Job A:
In the dovetail jig thread, rewrite the passage starting with "## Knothead47 (Feb" and going on through "in the dictionary!", replacing "coupons" with "discount codes".
Job B:
Give every distinct username that heads a post in the dovetail jig thread.
Job C:
Answer these questions from the dovetail jig thread:
(i) What size comb does the original poster's jig have?
(ii) What percentage did Knothead47 save recently?
(iii) Which company's manual does res1fen4 recommend for the same jig?

Document passage:
══════════
# H F Dove tail jig?



## stonestacker (Feb 25, 2010)

Just got a harber freight dove tail jig, it has a 1/2 " comb, when i rout the two
sides, the tail is 1/2 in and the pin is 5/8 in, now tell me how a 5/8 in pin
can fit in a 1/2 in tail ? there instruction book leaves alot to be desired!
if any body can shed a little light on this problem it is much appreciated .
Thanks for any and all help Bill


----------



## bobj3 (Jan 17, 2006)

Hi Bill

Can't be the HF dovetail jig cut both parts at the same time, but you must use the brass/steel guide..read the manual one more time.. 

If you don't get it pickup the jig below it's a easy jig to use and setup at the same price as the HF one..many of the users of the HF jig have a error lining up the boards right but the jig below makes it easy.
The real key to this jig is to reset the jig so the pins are a bit longer see video//...part two.
http://www.generaltools.com/Newsroom/post/The-EZ-Pro-Dovetail-Jig-Instructional-Videos.aspx
=======
http://www.harborfreight.com/cpi/ctaf/displayitem.taf?Itemnumber=34102

http://www.harborfreight.com/manuals/34000-34999/34102.PDF
===



stonestacker said:


> Just got a harber freight dove tail jig, it has a 1/2 " comb, when i rout the two
> sides, the tail is 1/2 in and the pin is 5/8 in, now tell me how a 5/8 in pin
> can fit in a 1/2 in tail ? there instruction book leaves alot to be desired!
> if any body can shed a little light on this problem it is much appreciated .
> Thanks for any and all help Bill


----------



## DerekO (Jan 20, 2010)

re-reading the manual on it has confirmed the fact I want to get it and try it out the next time I can get my Wife to take leave of Her senses and go to Harbor Freight and spend tons of money on me.  It is a rare happening, but we have been to Harbor Freight 4 times now and half the trips She was not Her normal stingy self (not that I am any less stingy most of the time) Just used to what happened in two trips normally taking 6 months to 2 years to be purchased.


----------



## res1fen4 (Mar 13, 2010)

Hi! Bill the HF manual is not written very well, a better manual for the same jig is from Woodstock international which also sells all of the templates for that jig both dovetail and box, hope this helps.


----------



## AxlMyk (Jun 13, 2006)

stonestacker said:


> Just got a harber freight dove tail jig, it has a 1/2 " comb, when i rout the two
> sides, the tail is 1/2 in and the pin is 5/8 in, now tell me how a 5/8 in pin
> can fit in a 1/2 in tail ?


A really big hammer will do it. 

Here's the Woodstock manual.


----------



## Knothead47 (Feb 10, 2010)

Speaking of frequent visits to HF, check some of your magazines and clip the HF coupons for in-store stock items. I saved 20% on some stuff recently. I'm so cheap they have my picture next to the word in the dictionary!


----------



## DerekO (Jan 20, 2010)
══════════
Information provided:
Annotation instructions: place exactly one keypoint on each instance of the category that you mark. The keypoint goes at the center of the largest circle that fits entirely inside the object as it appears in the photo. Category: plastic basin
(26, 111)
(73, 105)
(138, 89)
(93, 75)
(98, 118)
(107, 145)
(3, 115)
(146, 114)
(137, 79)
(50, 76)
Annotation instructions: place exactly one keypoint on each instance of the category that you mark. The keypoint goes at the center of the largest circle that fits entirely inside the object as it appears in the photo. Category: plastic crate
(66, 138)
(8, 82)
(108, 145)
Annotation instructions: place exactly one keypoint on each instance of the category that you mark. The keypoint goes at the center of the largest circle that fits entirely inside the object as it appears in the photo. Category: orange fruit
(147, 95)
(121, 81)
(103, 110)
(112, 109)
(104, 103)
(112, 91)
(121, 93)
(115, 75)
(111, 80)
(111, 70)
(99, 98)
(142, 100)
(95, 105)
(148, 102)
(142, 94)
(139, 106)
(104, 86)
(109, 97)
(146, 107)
══════════
Written answer A:
## Knothead47 (Feb 10, 2010)

Speaking of frequent visits to HF, check some of your magazines and clip the HF discount codes for in-store stock items. I saved 20% on some stuff recently. I'm so cheap they have my picture next to the word in the dictionary!

Written answer B:
stonestacker
bobj3
DerekO
res1fen4
AxlMyk
Knothead47

Written answer C:
(i) 1/2 inch
(ii) 20%
(iii) Woodstock International